C’est avec effroi et amertume que le peuple malien a appris avec stupeur l’assassinat crapuleux du leader estudiantin Abdoul Karim Camara dit Cabral par les sbires de l’apache régime de Moussa Traoré. C’était le mercredi noir du 17 mars 1980.

 

Que voulait au juste Cabral ?

A travers les mouvements des élèves et étudiants du Mali regroupés alors dans l’Union nationale des élèves et étudiants du Mali (UNEEM), Abdoul Karim Camara, cet brillant et sobre étudiant de philosophie à l’Ecole normale supérieure (Ensup) de Bamako, a voulu redonner au peuple malien la confiance requise pour la fondation d’un Mali nouveau débarrassé à jamais des serres des bourreaux de nos masses laborieuses.

Données fournies >>
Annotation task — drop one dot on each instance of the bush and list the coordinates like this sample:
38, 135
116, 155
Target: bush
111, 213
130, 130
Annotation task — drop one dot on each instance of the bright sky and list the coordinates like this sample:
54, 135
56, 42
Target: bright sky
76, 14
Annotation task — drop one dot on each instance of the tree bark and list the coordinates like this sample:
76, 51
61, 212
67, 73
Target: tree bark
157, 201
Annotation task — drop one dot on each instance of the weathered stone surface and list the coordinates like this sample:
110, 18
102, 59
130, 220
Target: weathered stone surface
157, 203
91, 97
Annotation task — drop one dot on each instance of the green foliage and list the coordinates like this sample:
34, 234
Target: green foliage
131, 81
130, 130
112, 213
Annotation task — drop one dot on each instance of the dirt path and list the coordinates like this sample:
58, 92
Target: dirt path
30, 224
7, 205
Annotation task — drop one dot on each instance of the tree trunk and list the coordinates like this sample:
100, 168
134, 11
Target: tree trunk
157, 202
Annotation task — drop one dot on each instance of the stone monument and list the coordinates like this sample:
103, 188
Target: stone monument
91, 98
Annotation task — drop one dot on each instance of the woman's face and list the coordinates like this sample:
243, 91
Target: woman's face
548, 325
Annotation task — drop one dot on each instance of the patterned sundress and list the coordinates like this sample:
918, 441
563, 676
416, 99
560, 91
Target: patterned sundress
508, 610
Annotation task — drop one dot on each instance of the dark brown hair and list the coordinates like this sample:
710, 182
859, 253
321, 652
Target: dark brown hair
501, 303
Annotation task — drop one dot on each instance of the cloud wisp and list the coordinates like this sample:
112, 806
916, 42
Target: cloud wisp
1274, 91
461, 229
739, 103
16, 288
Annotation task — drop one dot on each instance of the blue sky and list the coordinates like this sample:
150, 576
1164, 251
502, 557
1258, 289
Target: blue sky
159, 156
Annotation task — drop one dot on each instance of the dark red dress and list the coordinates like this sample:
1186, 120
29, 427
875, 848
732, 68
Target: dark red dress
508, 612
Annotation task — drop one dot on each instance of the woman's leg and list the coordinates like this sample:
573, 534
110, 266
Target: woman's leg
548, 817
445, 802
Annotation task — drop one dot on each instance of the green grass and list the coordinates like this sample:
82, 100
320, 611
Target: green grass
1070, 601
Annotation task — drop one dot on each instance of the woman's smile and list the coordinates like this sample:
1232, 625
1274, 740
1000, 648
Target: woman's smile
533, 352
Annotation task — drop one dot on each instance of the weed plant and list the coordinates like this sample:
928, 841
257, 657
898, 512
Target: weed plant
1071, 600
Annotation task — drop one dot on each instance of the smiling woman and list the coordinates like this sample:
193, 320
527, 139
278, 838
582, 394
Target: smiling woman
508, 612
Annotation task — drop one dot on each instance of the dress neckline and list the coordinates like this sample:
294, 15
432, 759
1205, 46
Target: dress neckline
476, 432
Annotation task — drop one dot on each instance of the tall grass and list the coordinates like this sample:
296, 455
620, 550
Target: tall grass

Travail demandé >>
• a. Recopiez mot pour mot le passage sur Cabral, en commençant aux mots « C’est avec effroi » et en vous arrêtant après « nos masses laborieuses. ».
• b. Répondez à ces questions d'après le passage sur Cabral :
(i) À quelle date Cabral a-t-il été assassiné ?
(ii) Quelle matière étudiait-il, et dans quelle école ?
(iii) Comment s'appelait l'organisation qui regroupait alors les élèves et étudiants du Mali ?
Les enregistrements n'ont rien à voir avec le texte.

Réponses dans l'ordre >>
• a.
C’est avec effroi et amertume que le peuple malien a appris avec stupeur l’assassinat crapuleux du leader estudiantin Abdoul Karim Camara dit Cabral par les sbires de l’apache régime de Moussa Traoré. C’était le mercredi noir du 17 mars 1980.

 

Que voulait au juste Cabral ?

A travers les mouvements des élèves et étudiants du Mali regroupés alors dans l’Union nationale des élèves et étudiants du Mali (UNEEM), Abdoul Karim Camara, cet brillant et sobre étudiant de philosophie à l’Ecole normale supérieure (Ensup) de Bamako, a voulu redonner au peuple malien la confiance requise pour la fondation d’un Mali nouveau débarrassé à jamais des serres des bourreaux de nos masses laborieuses.

• b.
(i) Le mercredi 17 mars 1980.
(ii) La philosophie, à l'Ecole normale supérieure (Ensup) de Bamako.
(iii) L'Union nationale des élèves et étudiants du Mali (UNEEM).